RefSix

Another handball question

#1
Hi everyone (and a HNY!),

I'm a new poster who has completed game 4 of his "appointed matches" refereeing "career" (but I've had 10 years umpiring hockey to about the equivalent of the Vanarama conference - a subject I'll post about at some point when I have the time).

I gave a penalty a few weeks ago when a ball bounced up, hit a defenders hand in the box which caused the ball to be diverted away from two strikers. To me the defender had gained an unfair advantage through the use of the hand, even though the action was not deliberate, as the strikers would have received possession and (talent levels depending) had a goal scoring opportunity. It was a youth game and there was no "feedback" from any of the players (or the coaches afterwards - mind you it was 0.5C with a wind chill that brought it to -5), except visual disappointment from the defender. The ball had come across from a corner, was in the goal area, bit of a melee, hit the ground and bounced up onto his hand held in front of his stomach - he was standing a couple of yards in the goal from the post at 45 degrees from the goal, so the ball was moving away from goal to two attackers who would have received the ball landing (probably) on the ground just outside the 6 yard box in line with the post (interestingly one of these two scored a gem of an overhead kick ten minutes later - a really high quality goal!).

I try to go back and review the key points of the rules based on actions I take through the games I ref, and the IFAB rule book is not a thing of clear, concise clarity so I'd appreciate some pointers.

By the letter of the law it seems a handball HAS to be deliberate. Technically therefore it seems I am wrong to give the penalty for "handball". There is the denial of a goal scoring opportunity but perhaps not the "obvious" when a player dives across and pushes the ball around the post. I gave it as the defender had gained an unfair advantage through use of the hand, which I see in IFAB advice notes (undated) but I can't find in the latest rule book.

Any thoughts?
 

Big Cat

RefChat Addict
#2
gained an unfair advantage through the use of the hand
This is not a consideration when determining Handball
You merely need to decide if the HB was deliberate, taking into account;
1) The movement of the hand towards the ball (not the ball towards the hand)
2) The distance between the opponent and the ball (unexpected ball)
3) The position of the hand does not necessarily mean that there is an offence)
It is farcical that professional referees don't follow this creed, but this is the Law as stated in the book
If someone is touching a ball round the post, that sounds deliberate and meets the criteria for DOGSO (and a dismissal)

[DIRECTIVES]:
A. From the handball forum thread, reproduce the stretch from "I'm a new poster" through "have the time).".
B. In the handball forum thread, what temperature does the first poster give for the youth game, and what did the wind chill bring it to?
C. Carry on the handball forum thread from its last line.

[LISTING]:
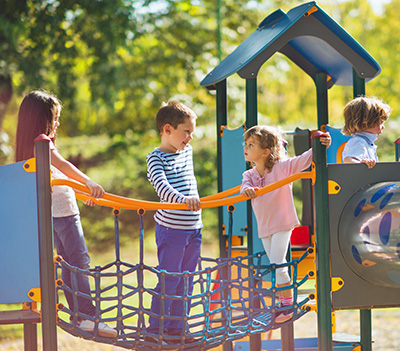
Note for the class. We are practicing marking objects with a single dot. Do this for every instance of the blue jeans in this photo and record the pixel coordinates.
(177, 251)
(70, 243)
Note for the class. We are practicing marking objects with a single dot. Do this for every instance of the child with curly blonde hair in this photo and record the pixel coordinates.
(364, 118)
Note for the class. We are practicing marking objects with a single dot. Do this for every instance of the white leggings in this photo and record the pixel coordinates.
(276, 246)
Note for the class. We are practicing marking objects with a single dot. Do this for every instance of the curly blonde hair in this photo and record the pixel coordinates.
(363, 113)
(269, 138)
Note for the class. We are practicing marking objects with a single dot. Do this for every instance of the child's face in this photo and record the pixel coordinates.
(378, 129)
(253, 152)
(175, 140)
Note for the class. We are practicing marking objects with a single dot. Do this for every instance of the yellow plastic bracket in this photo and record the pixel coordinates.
(34, 294)
(368, 263)
(314, 173)
(337, 283)
(29, 306)
(30, 165)
(333, 187)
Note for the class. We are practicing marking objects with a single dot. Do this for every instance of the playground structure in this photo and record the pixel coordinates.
(245, 305)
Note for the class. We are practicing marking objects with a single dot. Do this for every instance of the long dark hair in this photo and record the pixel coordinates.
(36, 115)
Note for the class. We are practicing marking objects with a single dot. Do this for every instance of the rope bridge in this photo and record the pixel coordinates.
(231, 298)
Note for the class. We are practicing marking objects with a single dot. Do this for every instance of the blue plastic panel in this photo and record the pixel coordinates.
(334, 151)
(307, 36)
(233, 166)
(304, 344)
(19, 248)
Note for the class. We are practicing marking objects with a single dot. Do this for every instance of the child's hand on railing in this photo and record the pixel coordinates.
(250, 192)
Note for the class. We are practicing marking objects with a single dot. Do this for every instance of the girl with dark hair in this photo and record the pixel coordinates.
(39, 113)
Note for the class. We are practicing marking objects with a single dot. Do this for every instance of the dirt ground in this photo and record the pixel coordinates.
(385, 323)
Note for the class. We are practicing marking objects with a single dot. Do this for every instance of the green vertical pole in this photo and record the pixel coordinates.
(252, 120)
(397, 149)
(222, 120)
(219, 30)
(30, 337)
(46, 246)
(322, 223)
(358, 84)
(365, 314)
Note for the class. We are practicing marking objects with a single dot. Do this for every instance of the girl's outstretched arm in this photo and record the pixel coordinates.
(72, 172)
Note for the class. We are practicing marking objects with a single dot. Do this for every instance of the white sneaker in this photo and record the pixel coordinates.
(103, 329)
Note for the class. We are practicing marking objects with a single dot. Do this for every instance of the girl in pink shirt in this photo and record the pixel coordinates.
(275, 212)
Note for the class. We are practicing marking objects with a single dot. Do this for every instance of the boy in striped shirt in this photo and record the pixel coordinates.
(178, 232)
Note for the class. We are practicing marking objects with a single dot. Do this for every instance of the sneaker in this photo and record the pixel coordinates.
(103, 329)
(283, 316)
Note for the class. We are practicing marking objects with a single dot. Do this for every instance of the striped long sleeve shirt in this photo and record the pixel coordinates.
(173, 179)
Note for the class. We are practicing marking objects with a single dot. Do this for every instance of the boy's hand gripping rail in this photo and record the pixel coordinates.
(216, 200)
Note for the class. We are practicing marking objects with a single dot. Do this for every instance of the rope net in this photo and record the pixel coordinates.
(232, 297)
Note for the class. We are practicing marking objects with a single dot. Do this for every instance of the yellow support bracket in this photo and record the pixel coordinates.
(337, 283)
(34, 294)
(30, 165)
(333, 187)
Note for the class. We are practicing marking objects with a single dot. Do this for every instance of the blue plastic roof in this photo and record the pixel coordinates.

[EXPECTED ANSWERS]:
A.
I'm a new poster who has completed game 4 of his "appointed matches" refereeing "career" (but I've had 10 years umpiring hockey to about the equivalent of the Vanarama conference - a subject I'll post about at some point when I have the time).

B. It was 0.5C, with a wind chill that brought it to -5.

C.
FORGET the word ADVANTAGE
the IFAB rule book is not a thing of clear
Yes, I am not a fan of the fragmented, poorly worded book
 

spuddy1878

RefChat Addict
#3
Obviously you had to be there but if someones hand is tucked in a natural position next to the stomach im not giving handball for this.
 

one

RefChat Addict
#4
Hi @Durovigutum and a HNY to you to.

I think you pretty much answered you own question. Gaining an unfair advantage is not a consideration or a criteria. It may become one in the future though. Your decision was based in expectation and not the law.

One point on using refereeing terminology as you progress in refereeing "career" :)
The box = penalty area
IFAB rule book = Laws Of The Game (LOTG)
 

Big Cat

RefChat Addict
#5
Hi everyone (and a HNY!),

I'm a new poster who has completed game 4 of his "appointed matches" refereeing "career" (but I've had 10 years umpiring hockey to about the equivalent of the Vanarama conference - a subject I'll post about at some point when I have the time).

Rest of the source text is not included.